* _YOUR TASK_: Set down the listing exactly as given, minus images.

* _RECORDS FOR PROCESSING_:
════════
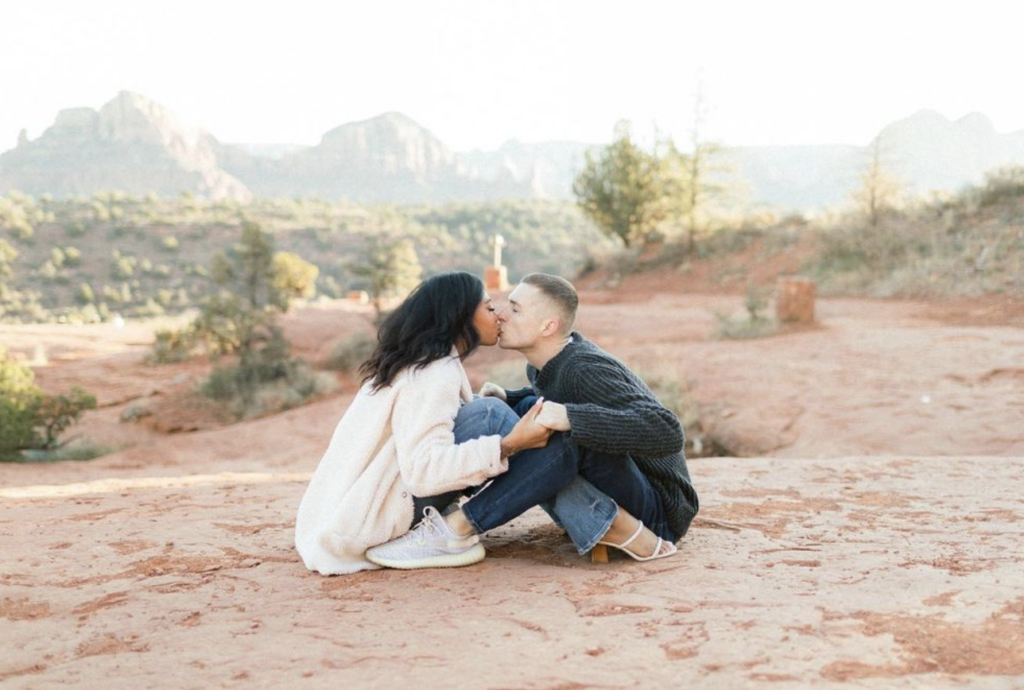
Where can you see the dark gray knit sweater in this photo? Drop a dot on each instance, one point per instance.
(612, 411)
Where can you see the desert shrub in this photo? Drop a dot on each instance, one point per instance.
(57, 256)
(675, 395)
(754, 325)
(148, 308)
(122, 267)
(171, 346)
(31, 420)
(76, 451)
(76, 229)
(1005, 183)
(85, 294)
(271, 385)
(349, 353)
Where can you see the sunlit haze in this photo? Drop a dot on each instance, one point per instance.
(477, 74)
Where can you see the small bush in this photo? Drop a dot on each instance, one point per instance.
(755, 325)
(171, 346)
(31, 420)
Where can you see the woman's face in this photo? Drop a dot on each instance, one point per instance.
(485, 321)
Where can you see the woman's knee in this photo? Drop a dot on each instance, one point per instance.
(484, 417)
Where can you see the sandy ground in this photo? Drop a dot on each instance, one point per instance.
(872, 542)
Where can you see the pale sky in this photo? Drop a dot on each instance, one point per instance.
(477, 73)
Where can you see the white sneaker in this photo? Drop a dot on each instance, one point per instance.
(430, 545)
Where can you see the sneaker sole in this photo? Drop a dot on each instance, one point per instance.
(472, 555)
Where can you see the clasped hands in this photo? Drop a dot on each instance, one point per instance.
(537, 426)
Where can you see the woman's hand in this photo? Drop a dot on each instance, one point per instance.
(526, 433)
(493, 389)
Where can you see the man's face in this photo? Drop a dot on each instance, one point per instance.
(524, 317)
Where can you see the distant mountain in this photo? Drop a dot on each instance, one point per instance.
(131, 143)
(927, 151)
(387, 159)
(134, 144)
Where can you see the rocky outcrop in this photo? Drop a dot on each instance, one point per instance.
(131, 143)
(387, 159)
(137, 145)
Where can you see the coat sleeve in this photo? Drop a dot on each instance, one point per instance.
(423, 426)
(611, 413)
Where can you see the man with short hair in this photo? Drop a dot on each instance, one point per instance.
(612, 472)
(631, 446)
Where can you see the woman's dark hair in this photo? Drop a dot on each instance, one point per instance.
(425, 327)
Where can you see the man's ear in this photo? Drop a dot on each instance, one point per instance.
(550, 327)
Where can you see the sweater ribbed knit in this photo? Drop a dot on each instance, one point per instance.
(612, 411)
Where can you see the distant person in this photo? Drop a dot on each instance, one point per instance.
(613, 473)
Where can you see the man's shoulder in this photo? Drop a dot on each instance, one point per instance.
(587, 352)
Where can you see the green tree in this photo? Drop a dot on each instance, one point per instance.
(389, 267)
(880, 191)
(622, 188)
(293, 276)
(31, 420)
(7, 256)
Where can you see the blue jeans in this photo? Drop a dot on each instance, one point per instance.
(581, 488)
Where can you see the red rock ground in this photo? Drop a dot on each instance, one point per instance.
(872, 541)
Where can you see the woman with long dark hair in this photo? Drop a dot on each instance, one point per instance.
(414, 438)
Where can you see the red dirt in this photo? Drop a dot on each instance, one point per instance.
(873, 541)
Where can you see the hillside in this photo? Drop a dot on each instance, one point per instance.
(90, 258)
(132, 144)
(138, 146)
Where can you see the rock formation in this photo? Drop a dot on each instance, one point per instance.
(131, 143)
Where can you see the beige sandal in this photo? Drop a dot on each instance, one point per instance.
(597, 555)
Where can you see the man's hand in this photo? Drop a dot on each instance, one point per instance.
(526, 433)
(493, 389)
(554, 416)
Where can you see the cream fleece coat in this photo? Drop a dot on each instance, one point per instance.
(389, 446)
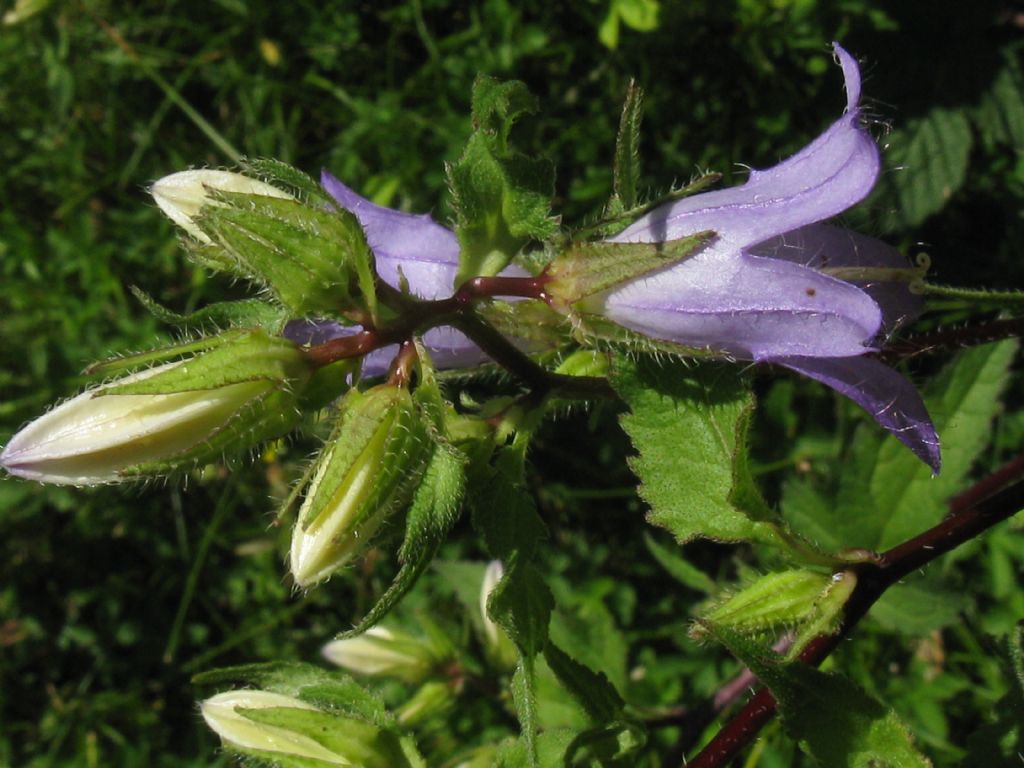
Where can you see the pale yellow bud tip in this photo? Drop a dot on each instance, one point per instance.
(239, 731)
(180, 196)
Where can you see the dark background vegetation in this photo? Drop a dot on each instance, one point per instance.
(112, 598)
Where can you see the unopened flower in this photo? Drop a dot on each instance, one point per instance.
(369, 469)
(383, 652)
(182, 195)
(773, 286)
(281, 728)
(499, 647)
(175, 415)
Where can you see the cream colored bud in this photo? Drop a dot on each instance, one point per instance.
(240, 732)
(382, 652)
(492, 576)
(92, 439)
(180, 196)
(368, 471)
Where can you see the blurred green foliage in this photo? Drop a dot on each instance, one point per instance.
(111, 599)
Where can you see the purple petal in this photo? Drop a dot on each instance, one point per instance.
(749, 306)
(823, 179)
(891, 399)
(413, 245)
(821, 246)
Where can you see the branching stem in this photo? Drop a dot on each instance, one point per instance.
(458, 310)
(988, 502)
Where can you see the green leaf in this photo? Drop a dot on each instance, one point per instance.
(312, 684)
(887, 496)
(834, 720)
(244, 313)
(592, 690)
(687, 423)
(241, 357)
(312, 260)
(292, 180)
(504, 512)
(524, 698)
(502, 198)
(1000, 743)
(615, 744)
(521, 604)
(679, 567)
(1000, 113)
(434, 510)
(920, 606)
(587, 268)
(353, 741)
(929, 156)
════════
* _EXERCISE RESPONSE_:
Where can you see the dark gray knit sweater in this photo? Drop a dot on each instance, one point per instance.
(612, 411)
Where can you see the desert shrub in this photo? Drop a dot on each instance, one point per instance.
(57, 256)
(675, 395)
(754, 325)
(148, 308)
(122, 267)
(171, 346)
(31, 420)
(76, 451)
(76, 229)
(1005, 183)
(85, 294)
(271, 385)
(349, 353)
Where can you see the sunlit haze in this photo? Drop a dot on each instance, one point per instance.
(477, 74)
Where can you see the small bush in this photo? Drop a dot on each instance, one point per instance.
(755, 325)
(171, 346)
(31, 420)
Where can you see the woman's face in this photo? Drop a dot on each instance, one point per instance.
(485, 321)
Where can you see the woman's knee in this photo? Drop a dot on each instance, one point per instance.
(484, 417)
Where can you see the sandy ground in this photo? Drop a dot on each instance, one point per instance.
(872, 542)
Where can you see the pale sky in this photo? Drop a dot on each instance, one point per instance.
(477, 73)
Where can you see the white sneaker in this photo? Drop a dot on each instance, one point per instance.
(430, 545)
Where can you see the sneaker sole in this photo? Drop a dot on each instance, one point per instance.
(472, 555)
Where can you see the clasped hands in this photo? Drop a dot on each instance, one point per instance.
(537, 426)
Where can you see the woman's hand in this photo? Drop a dot on each instance, one point per instance.
(526, 433)
(493, 389)
Where can you see the man's face in this photo? Drop a dot on each instance, one point per instance.
(524, 317)
Where can you see the distant mountain in this photo? Drop a dot on each instance, one point per instance.
(131, 143)
(927, 151)
(387, 159)
(134, 144)
Where can you see the rocky outcrop in this photo? Drop a dot on each instance, one point per instance.
(131, 143)
(387, 159)
(137, 145)
Where can you see the coat sleeve in this photo? Drop a dot on each instance, one point per instance.
(423, 426)
(611, 413)
Where can you see the man with short hair in this photo? Drop a dot on each instance, one point per instance.
(612, 472)
(631, 446)
Where can you see the woman's dark hair in this photo? Drop a dot on each instance, one point per instance.
(425, 327)
Where can you see the man's ear in this photo? Drop a dot on each instance, one point per instance.
(550, 327)
Where can you see the sweater ribbed knit in this photo? Drop a dot on each instance, one point per instance.
(612, 411)
Where can you see the distant person in this photo? Drop a dot on each instance, one point per instance.
(613, 473)
Where can you see the man's shoulder in this photo? Drop a dot on each instance, one point per instance.
(587, 352)
Where can you see the green tree in this photo? Drop a dot on each instance, one point per instance.
(389, 267)
(880, 191)
(622, 188)
(293, 276)
(31, 420)
(7, 256)
Where can you see the blue jeans in this photo? Drop a dot on each instance, one point per instance.
(581, 488)
Where can you see the red rock ground in this photo? Drop a dot on each instance, one point per instance.
(872, 541)
Where can you see the woman with long dark hair in this photo? Drop a dot on each instance, one point per instance.
(414, 438)
Where can you see the red dirt in this photo? Drop a dot on each instance, one point per instance.
(873, 541)
Where can you see the hillside in this photo? Drop a dot on each instance, one point per instance.
(90, 258)
(132, 144)
(138, 146)
Where can you see the rock formation in this photo? Drop a dot on each instance, one point per instance.
(131, 143)
Where can you see the beige sandal in this photo? Drop a dot on each instance, one point per instance.
(597, 555)
Where can you see the man's hand in this photo? Drop a dot on each instance, one point per instance.
(526, 433)
(493, 389)
(554, 416)
Where can you see the cream fleece coat in this photo? Drop a dot on each instance, one point per instance.
(389, 446)
Where can you see the pale yellow bud tip in this photo? Drop a dot on each instance, one point per instance.
(239, 731)
(180, 196)
Where can you see the dark background vegetation in this photo? Drop a dot on each instance, one point per instance.
(112, 598)
Where can you see the unopened flower in this photo? Drop a dot on each instance, one point per instance.
(369, 469)
(383, 652)
(182, 195)
(773, 286)
(281, 728)
(499, 647)
(175, 415)
Where can you see the cream colored bud in this photo? Drop a dot on each instance, one point per instance.
(240, 732)
(382, 652)
(492, 576)
(92, 439)
(180, 196)
(368, 471)
Where can you see the blurred green foliage in this photo? Drop a dot on each instance, one point per instance.
(111, 599)
Where can you see the purple petal in this photo? Drop a dot on each instance, one point per instance.
(749, 306)
(823, 179)
(891, 399)
(413, 245)
(821, 246)
Where can you see the branching stem in this photo? Drop a dot on each instance, one point per instance.
(458, 310)
(988, 502)
Where can you see the green leaf in this photo? Drop a dot on each instance, one point per instance.
(312, 684)
(887, 496)
(834, 720)
(244, 313)
(592, 690)
(687, 423)
(241, 357)
(312, 260)
(292, 180)
(504, 512)
(524, 698)
(502, 198)
(1000, 743)
(615, 744)
(521, 604)
(679, 567)
(1000, 113)
(434, 510)
(920, 606)
(587, 268)
(353, 741)
(929, 156)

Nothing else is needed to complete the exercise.